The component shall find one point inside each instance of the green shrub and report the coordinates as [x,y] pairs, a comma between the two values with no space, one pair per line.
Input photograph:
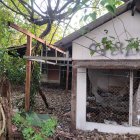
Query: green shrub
[33,127]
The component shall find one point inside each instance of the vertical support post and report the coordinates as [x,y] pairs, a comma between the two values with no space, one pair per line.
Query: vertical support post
[131,99]
[28,74]
[67,74]
[73,97]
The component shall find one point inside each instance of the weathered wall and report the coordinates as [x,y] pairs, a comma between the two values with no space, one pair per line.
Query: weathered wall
[132,27]
[81,122]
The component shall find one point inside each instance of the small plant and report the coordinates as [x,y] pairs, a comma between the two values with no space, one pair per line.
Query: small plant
[133,43]
[33,127]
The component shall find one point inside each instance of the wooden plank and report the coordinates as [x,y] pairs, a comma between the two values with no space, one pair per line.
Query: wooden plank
[48,58]
[67,74]
[35,37]
[67,78]
[73,97]
[28,74]
[131,99]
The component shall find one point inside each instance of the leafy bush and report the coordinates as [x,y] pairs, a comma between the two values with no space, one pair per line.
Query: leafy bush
[33,127]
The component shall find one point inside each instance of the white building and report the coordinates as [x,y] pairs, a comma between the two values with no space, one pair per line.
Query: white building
[107,70]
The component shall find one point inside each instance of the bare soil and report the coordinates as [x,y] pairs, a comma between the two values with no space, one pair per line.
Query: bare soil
[60,104]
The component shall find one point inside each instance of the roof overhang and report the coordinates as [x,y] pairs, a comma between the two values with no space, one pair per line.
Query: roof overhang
[67,41]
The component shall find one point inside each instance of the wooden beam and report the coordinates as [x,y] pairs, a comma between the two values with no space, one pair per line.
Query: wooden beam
[48,58]
[67,74]
[35,37]
[131,98]
[73,97]
[28,74]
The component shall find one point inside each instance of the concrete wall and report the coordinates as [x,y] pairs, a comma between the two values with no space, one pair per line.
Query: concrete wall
[132,27]
[81,111]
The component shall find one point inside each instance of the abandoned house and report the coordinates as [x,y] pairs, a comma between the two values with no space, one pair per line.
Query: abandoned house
[106,73]
[53,72]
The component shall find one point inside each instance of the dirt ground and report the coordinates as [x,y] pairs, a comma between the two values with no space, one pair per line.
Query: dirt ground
[58,100]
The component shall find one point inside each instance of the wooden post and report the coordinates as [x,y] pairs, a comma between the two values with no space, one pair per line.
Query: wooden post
[28,74]
[131,99]
[67,74]
[73,97]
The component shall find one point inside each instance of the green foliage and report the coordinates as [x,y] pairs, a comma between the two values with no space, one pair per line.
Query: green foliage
[133,43]
[25,124]
[111,5]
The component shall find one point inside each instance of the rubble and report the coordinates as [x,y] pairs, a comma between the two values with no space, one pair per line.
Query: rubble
[60,101]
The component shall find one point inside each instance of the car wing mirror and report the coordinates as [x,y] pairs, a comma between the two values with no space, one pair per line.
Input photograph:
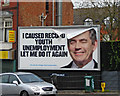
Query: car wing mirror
[15,82]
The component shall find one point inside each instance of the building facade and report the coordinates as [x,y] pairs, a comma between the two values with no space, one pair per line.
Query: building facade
[16,14]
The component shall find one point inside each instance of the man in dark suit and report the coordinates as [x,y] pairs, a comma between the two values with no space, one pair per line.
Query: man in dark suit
[81,48]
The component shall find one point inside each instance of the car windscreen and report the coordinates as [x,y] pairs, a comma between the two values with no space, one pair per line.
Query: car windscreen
[30,78]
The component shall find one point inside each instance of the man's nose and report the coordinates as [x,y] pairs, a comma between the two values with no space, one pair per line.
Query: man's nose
[77,46]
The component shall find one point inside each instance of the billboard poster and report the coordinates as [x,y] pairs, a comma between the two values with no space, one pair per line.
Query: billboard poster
[59,48]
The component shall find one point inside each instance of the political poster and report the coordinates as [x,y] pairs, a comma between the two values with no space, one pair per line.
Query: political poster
[48,48]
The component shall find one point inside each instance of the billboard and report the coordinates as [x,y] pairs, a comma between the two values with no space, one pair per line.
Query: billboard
[57,48]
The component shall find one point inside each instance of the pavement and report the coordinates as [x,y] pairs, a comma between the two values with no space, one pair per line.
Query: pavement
[83,93]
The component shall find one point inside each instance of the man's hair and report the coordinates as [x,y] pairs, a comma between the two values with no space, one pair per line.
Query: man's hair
[93,35]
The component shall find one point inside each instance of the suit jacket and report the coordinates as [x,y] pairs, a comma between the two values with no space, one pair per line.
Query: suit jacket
[70,65]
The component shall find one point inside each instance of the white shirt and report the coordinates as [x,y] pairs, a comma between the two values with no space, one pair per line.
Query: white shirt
[90,65]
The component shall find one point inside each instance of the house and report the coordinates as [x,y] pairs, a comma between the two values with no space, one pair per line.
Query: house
[16,14]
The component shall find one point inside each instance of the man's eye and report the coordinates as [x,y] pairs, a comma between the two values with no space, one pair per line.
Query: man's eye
[72,42]
[84,41]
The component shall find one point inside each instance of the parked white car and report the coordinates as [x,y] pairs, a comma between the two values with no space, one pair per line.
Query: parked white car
[25,84]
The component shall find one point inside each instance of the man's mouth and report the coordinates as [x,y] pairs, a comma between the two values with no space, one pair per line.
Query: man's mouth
[79,53]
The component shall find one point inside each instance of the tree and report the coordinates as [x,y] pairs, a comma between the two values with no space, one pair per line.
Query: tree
[107,14]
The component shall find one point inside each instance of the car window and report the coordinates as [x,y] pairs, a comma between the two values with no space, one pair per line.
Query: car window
[29,78]
[4,78]
[13,78]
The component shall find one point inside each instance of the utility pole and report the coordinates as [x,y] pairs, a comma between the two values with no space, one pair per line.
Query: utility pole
[53,14]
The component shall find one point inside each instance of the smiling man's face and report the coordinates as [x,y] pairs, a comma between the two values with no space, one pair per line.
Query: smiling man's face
[81,48]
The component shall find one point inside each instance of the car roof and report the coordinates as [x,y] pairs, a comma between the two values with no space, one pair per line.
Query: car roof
[17,73]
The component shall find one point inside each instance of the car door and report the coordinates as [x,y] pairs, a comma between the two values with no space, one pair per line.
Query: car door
[13,88]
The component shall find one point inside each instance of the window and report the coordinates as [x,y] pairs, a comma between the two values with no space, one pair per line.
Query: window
[5,2]
[4,78]
[88,21]
[6,23]
[12,78]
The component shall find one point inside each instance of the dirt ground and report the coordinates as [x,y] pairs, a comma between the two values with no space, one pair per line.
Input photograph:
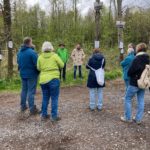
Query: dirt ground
[79,128]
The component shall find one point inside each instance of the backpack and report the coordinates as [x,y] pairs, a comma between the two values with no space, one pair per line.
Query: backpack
[100,74]
[144,81]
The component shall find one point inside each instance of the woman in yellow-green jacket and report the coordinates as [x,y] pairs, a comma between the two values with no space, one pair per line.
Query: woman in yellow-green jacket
[49,64]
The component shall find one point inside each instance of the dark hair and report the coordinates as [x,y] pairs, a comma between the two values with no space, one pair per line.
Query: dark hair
[62,44]
[96,50]
[27,40]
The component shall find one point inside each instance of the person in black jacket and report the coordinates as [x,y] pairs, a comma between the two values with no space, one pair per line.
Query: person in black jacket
[135,72]
[94,88]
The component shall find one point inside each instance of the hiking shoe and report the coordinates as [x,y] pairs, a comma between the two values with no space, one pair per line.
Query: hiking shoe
[35,111]
[123,119]
[99,109]
[45,118]
[56,119]
[23,109]
[137,122]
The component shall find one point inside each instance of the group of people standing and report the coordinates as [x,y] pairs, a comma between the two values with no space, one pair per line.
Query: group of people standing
[49,67]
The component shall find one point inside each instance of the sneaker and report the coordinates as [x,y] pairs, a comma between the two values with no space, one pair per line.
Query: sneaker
[56,119]
[45,118]
[137,122]
[123,119]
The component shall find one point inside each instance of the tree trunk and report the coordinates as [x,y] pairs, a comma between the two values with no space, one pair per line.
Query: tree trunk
[8,37]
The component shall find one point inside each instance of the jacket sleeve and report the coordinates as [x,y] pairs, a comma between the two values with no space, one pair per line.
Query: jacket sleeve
[59,61]
[133,68]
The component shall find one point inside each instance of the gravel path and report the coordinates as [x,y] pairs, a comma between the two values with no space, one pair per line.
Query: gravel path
[79,128]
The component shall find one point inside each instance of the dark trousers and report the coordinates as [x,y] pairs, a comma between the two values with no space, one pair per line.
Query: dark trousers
[63,72]
[28,93]
[50,90]
[80,71]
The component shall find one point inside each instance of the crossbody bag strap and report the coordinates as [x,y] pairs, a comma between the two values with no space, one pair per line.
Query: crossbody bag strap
[91,68]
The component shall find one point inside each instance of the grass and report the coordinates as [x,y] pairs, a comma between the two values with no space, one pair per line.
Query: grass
[15,83]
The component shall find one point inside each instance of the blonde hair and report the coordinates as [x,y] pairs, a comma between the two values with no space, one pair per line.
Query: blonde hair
[142,47]
[47,46]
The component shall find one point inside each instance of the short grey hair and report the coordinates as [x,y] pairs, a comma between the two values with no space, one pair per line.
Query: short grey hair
[47,46]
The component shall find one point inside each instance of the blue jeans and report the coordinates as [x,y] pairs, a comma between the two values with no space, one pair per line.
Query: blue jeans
[94,94]
[50,90]
[75,71]
[28,92]
[131,92]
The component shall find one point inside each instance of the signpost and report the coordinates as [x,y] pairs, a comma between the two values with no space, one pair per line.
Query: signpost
[120,25]
[97,6]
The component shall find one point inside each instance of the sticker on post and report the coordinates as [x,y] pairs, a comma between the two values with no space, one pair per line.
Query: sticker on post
[10,44]
[97,44]
[1,57]
[121,45]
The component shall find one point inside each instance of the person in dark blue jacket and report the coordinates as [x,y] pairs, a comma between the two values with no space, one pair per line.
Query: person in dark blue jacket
[27,65]
[126,63]
[94,88]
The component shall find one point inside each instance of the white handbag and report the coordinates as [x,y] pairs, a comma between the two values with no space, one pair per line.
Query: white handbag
[100,74]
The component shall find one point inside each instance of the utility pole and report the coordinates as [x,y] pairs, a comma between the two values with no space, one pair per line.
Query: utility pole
[97,6]
[120,25]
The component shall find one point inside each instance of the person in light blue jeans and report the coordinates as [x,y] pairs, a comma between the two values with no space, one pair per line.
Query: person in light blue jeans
[135,71]
[96,91]
[27,65]
[50,90]
[131,92]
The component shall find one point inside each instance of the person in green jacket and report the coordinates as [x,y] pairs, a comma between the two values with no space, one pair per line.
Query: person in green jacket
[49,64]
[63,54]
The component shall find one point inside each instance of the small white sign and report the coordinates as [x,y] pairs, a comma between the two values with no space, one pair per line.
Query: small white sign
[97,44]
[1,57]
[121,45]
[10,44]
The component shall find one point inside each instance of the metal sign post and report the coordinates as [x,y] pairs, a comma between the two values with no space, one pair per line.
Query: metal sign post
[120,25]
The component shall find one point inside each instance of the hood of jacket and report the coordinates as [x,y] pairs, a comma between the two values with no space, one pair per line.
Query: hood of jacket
[97,57]
[47,54]
[24,47]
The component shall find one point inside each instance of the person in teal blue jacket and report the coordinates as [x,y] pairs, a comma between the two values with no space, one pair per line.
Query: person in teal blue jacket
[126,63]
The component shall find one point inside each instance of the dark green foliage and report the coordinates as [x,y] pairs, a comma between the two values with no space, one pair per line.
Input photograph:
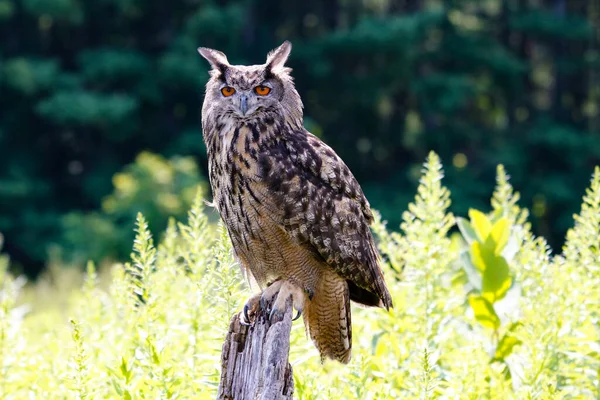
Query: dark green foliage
[85,86]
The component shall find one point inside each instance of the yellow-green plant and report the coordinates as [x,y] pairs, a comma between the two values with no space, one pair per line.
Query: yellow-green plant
[496,317]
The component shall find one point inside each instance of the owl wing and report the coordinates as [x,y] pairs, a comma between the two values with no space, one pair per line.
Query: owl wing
[321,205]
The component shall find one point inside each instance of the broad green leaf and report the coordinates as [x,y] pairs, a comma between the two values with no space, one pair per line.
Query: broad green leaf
[500,233]
[511,248]
[466,229]
[480,223]
[484,311]
[477,256]
[505,347]
[496,277]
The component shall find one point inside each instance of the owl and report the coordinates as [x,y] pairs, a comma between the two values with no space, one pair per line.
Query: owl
[296,216]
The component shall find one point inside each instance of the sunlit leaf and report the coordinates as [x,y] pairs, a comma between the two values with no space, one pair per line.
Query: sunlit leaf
[496,277]
[473,275]
[484,312]
[505,347]
[467,230]
[500,233]
[481,224]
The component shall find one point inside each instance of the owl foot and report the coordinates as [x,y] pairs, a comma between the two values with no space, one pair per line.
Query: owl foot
[281,291]
[250,310]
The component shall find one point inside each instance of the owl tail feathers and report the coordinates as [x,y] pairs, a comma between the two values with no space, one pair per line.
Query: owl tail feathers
[327,318]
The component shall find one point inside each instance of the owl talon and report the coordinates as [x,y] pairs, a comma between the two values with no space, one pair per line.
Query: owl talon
[246,317]
[280,291]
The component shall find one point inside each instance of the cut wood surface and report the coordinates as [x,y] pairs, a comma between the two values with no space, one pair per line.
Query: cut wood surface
[254,361]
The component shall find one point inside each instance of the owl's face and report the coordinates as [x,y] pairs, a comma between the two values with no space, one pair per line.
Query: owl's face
[248,93]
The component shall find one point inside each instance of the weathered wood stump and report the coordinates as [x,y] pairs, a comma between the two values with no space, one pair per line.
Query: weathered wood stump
[254,361]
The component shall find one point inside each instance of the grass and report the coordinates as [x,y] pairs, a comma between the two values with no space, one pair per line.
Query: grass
[486,313]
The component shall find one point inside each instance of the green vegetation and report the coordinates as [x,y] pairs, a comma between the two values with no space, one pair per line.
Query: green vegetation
[484,314]
[88,85]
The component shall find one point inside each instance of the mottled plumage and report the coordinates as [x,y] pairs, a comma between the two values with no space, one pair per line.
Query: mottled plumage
[296,216]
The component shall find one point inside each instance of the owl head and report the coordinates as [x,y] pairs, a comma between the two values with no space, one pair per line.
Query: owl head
[250,92]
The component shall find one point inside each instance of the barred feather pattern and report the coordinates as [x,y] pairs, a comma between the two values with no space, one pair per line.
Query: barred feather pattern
[292,208]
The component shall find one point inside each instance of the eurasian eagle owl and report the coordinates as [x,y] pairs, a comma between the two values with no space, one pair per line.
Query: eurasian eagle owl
[297,217]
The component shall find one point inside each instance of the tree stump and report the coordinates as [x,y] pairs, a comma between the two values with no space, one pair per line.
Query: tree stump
[254,361]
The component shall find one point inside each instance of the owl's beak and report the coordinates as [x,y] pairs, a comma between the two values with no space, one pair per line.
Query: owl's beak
[243,104]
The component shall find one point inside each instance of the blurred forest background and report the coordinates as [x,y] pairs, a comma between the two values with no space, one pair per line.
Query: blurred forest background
[100,105]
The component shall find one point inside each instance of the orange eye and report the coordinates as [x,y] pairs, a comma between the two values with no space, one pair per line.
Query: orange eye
[227,91]
[262,90]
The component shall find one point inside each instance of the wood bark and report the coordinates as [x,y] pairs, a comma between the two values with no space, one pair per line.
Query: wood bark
[254,361]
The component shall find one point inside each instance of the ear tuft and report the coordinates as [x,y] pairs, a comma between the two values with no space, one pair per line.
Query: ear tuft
[216,58]
[277,57]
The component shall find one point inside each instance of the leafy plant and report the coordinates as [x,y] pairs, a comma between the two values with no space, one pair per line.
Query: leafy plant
[497,316]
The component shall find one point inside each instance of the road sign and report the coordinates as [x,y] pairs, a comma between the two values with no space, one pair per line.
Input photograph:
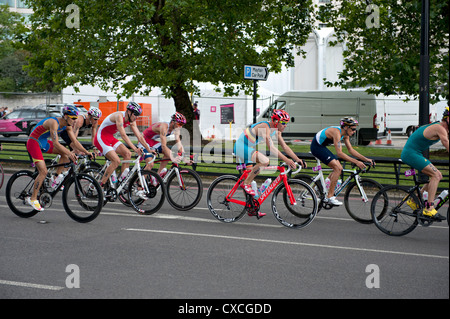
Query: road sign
[253,72]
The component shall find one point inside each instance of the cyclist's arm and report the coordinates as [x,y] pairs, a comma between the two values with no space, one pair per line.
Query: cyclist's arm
[444,137]
[162,133]
[286,148]
[272,148]
[93,133]
[53,128]
[342,155]
[76,144]
[178,141]
[123,134]
[353,152]
[140,137]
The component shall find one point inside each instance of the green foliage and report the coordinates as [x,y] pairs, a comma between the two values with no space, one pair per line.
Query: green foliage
[131,46]
[387,58]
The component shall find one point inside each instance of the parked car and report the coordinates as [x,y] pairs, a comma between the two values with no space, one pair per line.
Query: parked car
[56,110]
[21,121]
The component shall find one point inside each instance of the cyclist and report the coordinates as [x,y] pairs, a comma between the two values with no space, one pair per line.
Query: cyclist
[38,142]
[89,121]
[111,148]
[261,132]
[334,135]
[412,154]
[160,130]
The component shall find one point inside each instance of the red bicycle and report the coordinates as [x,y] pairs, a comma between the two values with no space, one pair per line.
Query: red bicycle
[294,203]
[184,187]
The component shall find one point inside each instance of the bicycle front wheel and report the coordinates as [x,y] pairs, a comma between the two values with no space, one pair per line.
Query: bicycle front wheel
[296,212]
[147,192]
[82,198]
[357,200]
[20,186]
[184,190]
[394,210]
[218,204]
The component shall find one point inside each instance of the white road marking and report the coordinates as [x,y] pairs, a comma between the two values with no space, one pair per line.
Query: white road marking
[286,243]
[29,285]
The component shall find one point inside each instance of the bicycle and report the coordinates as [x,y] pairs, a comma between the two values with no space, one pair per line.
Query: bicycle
[136,190]
[228,202]
[397,210]
[357,196]
[184,187]
[80,190]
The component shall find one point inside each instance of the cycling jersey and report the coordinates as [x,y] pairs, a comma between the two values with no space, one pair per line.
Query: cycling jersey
[105,141]
[38,140]
[319,146]
[412,153]
[65,136]
[244,146]
[151,137]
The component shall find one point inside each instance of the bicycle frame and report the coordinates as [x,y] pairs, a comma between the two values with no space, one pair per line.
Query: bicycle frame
[281,178]
[354,173]
[175,167]
[416,187]
[135,170]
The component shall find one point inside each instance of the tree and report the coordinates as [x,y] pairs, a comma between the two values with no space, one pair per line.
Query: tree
[12,59]
[382,41]
[133,46]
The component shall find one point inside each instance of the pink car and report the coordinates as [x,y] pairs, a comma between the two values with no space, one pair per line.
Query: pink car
[21,121]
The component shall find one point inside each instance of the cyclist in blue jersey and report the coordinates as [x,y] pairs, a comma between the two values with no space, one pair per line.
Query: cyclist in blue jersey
[262,132]
[335,135]
[44,139]
[412,154]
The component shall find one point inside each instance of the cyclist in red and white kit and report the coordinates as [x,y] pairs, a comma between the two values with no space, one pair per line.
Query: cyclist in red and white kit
[111,148]
[160,130]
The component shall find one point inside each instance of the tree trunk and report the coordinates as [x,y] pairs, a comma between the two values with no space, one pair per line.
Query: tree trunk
[184,106]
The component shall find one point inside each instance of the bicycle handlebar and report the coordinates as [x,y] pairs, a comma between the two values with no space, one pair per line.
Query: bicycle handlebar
[289,169]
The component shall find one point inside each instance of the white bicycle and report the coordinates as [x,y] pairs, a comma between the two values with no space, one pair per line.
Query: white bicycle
[358,196]
[138,189]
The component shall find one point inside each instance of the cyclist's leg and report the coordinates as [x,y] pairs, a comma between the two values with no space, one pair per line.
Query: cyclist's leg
[123,151]
[34,149]
[336,166]
[261,161]
[435,177]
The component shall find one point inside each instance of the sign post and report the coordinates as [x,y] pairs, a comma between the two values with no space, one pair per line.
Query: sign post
[255,73]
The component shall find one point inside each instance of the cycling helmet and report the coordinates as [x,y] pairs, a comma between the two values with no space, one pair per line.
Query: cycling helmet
[445,115]
[135,108]
[95,112]
[280,115]
[349,121]
[179,118]
[70,110]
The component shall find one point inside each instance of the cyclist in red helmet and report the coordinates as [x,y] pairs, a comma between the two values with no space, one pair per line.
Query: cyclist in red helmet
[156,137]
[111,147]
[261,132]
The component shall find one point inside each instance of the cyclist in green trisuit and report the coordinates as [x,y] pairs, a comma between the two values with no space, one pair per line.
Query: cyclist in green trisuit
[412,154]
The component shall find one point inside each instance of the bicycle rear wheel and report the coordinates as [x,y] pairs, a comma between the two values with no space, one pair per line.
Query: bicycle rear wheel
[82,198]
[303,212]
[184,191]
[356,206]
[391,212]
[20,186]
[219,206]
[147,195]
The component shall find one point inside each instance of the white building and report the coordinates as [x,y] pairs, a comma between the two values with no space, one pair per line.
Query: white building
[321,61]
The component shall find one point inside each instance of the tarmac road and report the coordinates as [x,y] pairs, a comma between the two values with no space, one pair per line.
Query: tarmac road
[191,255]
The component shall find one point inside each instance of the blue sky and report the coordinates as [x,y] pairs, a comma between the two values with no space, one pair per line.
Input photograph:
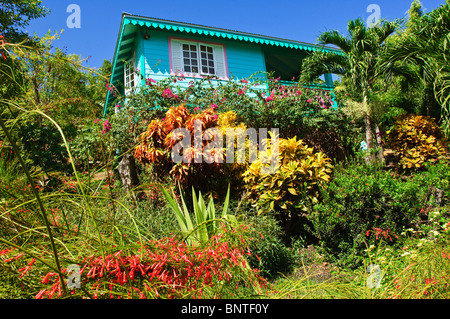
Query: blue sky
[296,20]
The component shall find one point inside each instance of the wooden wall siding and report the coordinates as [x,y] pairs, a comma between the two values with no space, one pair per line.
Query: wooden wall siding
[243,59]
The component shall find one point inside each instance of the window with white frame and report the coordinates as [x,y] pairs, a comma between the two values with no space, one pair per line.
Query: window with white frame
[198,58]
[130,76]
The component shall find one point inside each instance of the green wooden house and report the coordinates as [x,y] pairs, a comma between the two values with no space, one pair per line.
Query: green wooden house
[160,48]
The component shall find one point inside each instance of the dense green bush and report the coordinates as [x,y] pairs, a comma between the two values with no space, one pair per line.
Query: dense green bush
[269,253]
[362,205]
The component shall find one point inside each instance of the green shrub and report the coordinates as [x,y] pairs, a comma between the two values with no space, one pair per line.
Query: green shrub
[269,253]
[417,140]
[362,205]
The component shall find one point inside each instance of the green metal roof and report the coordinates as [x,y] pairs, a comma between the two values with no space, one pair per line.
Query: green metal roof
[130,24]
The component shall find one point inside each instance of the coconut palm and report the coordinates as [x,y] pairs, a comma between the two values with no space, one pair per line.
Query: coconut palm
[427,46]
[361,62]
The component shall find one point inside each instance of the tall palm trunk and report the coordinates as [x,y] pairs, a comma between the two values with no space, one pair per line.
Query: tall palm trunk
[368,124]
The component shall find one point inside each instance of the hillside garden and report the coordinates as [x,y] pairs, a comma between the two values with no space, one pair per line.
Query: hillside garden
[357,206]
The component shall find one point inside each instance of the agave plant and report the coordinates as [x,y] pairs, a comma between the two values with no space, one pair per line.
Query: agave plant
[205,224]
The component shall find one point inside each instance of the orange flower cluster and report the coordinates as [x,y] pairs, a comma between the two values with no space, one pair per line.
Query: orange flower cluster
[163,268]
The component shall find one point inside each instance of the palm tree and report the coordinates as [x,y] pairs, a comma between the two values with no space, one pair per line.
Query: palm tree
[427,46]
[361,63]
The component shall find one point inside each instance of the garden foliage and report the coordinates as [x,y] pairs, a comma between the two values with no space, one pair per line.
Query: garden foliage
[417,140]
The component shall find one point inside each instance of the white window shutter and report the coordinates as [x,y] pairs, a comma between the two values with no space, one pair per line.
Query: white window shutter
[177,57]
[219,61]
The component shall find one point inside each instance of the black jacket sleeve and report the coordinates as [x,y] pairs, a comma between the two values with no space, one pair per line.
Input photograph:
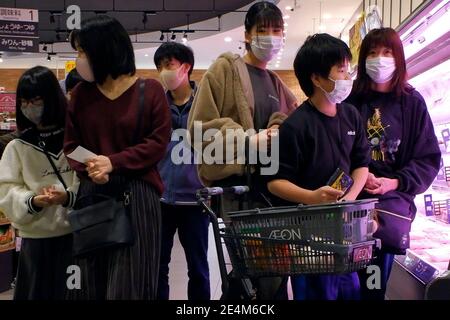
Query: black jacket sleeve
[423,164]
[289,155]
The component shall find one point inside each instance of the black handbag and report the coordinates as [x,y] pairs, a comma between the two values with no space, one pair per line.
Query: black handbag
[100,221]
[103,224]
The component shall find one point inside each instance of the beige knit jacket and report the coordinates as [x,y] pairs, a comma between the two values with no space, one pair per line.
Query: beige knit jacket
[225,100]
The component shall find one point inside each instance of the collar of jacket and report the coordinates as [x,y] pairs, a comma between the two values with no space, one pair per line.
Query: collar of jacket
[194,90]
[241,79]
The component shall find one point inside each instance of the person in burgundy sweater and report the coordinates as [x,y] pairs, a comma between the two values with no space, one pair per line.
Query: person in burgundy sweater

◆ **Goal**:
Take the line with "of the beige" and all lines after it through the end of the records, and write them out exactly; include nothing else.

◆ **Answer to the problem**:
The component shall find one point inside each instance of the beige knit jacket and report the coordinates as [x,y] pairs, a comma between the two values with no space, one pair per line.
Query: beige knit jacket
[225,100]
The component shall find one point inside each instance of the collar of jacket and report the coordinates as [x,y] pairs, a comma between the two values with no space, one pair per line.
Query: collar of jacket
[194,90]
[241,79]
The component shall find one point inside each instance of the person in burgundy sweater and report the coordinates as [x,y] pairs, a comma between the two values with no space, one pair per line.
Query: person in burgundy sweater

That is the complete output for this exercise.